[Point labels for objects]
☆ ☆ ☆ ☆ ☆ ☆ ☆
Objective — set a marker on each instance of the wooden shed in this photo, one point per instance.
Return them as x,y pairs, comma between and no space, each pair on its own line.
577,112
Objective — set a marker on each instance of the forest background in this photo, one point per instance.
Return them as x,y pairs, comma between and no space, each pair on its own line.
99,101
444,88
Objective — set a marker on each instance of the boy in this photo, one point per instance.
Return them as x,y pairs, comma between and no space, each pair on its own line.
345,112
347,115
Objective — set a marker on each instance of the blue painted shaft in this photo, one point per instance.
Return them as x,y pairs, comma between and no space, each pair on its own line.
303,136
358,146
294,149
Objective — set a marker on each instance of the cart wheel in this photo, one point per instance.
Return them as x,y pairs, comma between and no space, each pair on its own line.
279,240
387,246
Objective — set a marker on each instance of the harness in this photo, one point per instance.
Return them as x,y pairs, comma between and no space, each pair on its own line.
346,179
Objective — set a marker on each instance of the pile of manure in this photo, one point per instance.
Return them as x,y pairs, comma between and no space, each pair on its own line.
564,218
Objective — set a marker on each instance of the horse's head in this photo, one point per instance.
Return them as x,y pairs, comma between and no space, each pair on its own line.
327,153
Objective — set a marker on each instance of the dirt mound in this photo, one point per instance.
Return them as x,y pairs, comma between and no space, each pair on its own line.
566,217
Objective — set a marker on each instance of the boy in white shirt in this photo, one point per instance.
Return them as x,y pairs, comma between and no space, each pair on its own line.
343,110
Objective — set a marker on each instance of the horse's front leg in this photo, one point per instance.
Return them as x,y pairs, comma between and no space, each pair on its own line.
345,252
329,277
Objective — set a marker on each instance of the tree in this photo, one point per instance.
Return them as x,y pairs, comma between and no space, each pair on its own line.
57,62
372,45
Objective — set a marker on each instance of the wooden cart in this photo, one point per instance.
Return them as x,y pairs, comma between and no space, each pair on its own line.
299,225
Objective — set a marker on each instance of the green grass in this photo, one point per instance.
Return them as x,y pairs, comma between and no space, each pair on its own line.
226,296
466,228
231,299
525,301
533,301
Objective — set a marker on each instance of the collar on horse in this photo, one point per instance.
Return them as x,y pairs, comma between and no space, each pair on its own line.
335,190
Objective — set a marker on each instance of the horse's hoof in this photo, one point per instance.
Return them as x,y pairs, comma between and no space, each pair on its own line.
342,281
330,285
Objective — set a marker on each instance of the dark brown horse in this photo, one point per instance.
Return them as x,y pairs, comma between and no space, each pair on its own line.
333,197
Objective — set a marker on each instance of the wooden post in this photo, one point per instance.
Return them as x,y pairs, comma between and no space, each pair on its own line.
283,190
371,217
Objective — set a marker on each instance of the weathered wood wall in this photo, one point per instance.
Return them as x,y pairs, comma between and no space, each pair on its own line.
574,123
☆ ☆ ☆ ☆ ☆ ☆ ☆
= DIRECTIVE =
Copy out all the records above, substituting "place a dot" for each "set a marker" and leaving the rest unchanged.

= EXERCISE RESPONSE =
Objective — place a dot on each instance of the wooden shed in this photo, one point per instance.
Return them as x,y pairs, comma between and no space, each pair on its own line.
577,112
Objective — place a dot on each instance of the forest background in this photo, one point per instance.
Return them as x,y pairs, comma between and no space, each pair on its own line.
99,101
444,88
Objective — place a dot on each instance of the boy in this photo, one point per instance.
Return them as x,y pairs, comma between and no space, each pair on its own line.
345,112
347,115
Objective — place a dot on each instance of the blue painted shaft in this photo, one point per instance.
Return them as x,y pairs, comma between and no space, each pair on its own line.
303,136
358,146
294,149
Objective — place a dot on each instance of the cart wheel in this photo, one point per instance.
Return them as x,y pairs, comma between and no space, each pair on its own line.
279,240
387,246
Objective — place a dot on each instance of the harness in this photo, one point per instance.
Return them as x,y pairs, comma between and no space, each pair on its own line.
346,179
Objective — place a dot on each instance of the pile of manure in this photo, one point per instance.
Return them as x,y pairs, comma between and no space, each pair on its own line.
564,218
Objective — place a dot on each instance of the horse's head in this photo, one point per instance.
Return them as x,y pairs, comma between and no space, each pair on its own line.
327,153
Objective — place a dot on each instance of the dirt mound in this photo, one point per instance.
Return them as x,y pairs, comma between and no space, each pair on its own line.
566,217
Objective — place a dot on each instance of the boy in white shirt in this photo, one point per instance.
Return them as x,y pairs, comma between and no space, each pair on its own line.
343,110
Objective — place a dot on each instance of the horse's front leg in this photo, one point per instance.
Return them as x,y pairs, comma between and no space, each pair on its own line.
345,252
329,277
Objective — place a dot on each instance of the tree in this photo, one point per instance.
Return them as x,y pairs, comma between and no space, each pair on its own line.
57,62
372,45
Objective — place a dot on each instance of the wooden cart in this photo, one point per instance.
Return them as x,y pairs, comma between and no space, each pair on its own line.
299,225
Objective — place a dot on each instance of the green grass in this photo, one point per instance.
Return them as x,y pairs, comma between and no space, each pair on its own line.
226,296
466,228
231,299
525,301
533,301
Objective — place a dot on each instance of the collar on horse in this photo, one point per instance.
Return them as x,y pairs, comma between and no space, each pair on its own line.
335,190
Objective — place a dot on each instance of the horse's hoof in this photo, one point per instance.
Return them as x,y pairs, comma between and no space, each pair on its own line.
342,281
330,285
Objective — place a dot on each instance of the dark brown horse in this photo, one point per instance.
Return them as x,y pairs, comma between and no space, each pair on its own line.
333,197
Objective — place a dot on each instance of the wooden post in this photo, one point per instance.
Return them as x,y pairs, comma between and no space, each pair on its own line.
283,190
371,217
Objective — place a dot on each instance of the weathered wood wall in this photo, one point per instance.
Return them as x,y pairs, comma between and no space, each pair on its own line.
574,123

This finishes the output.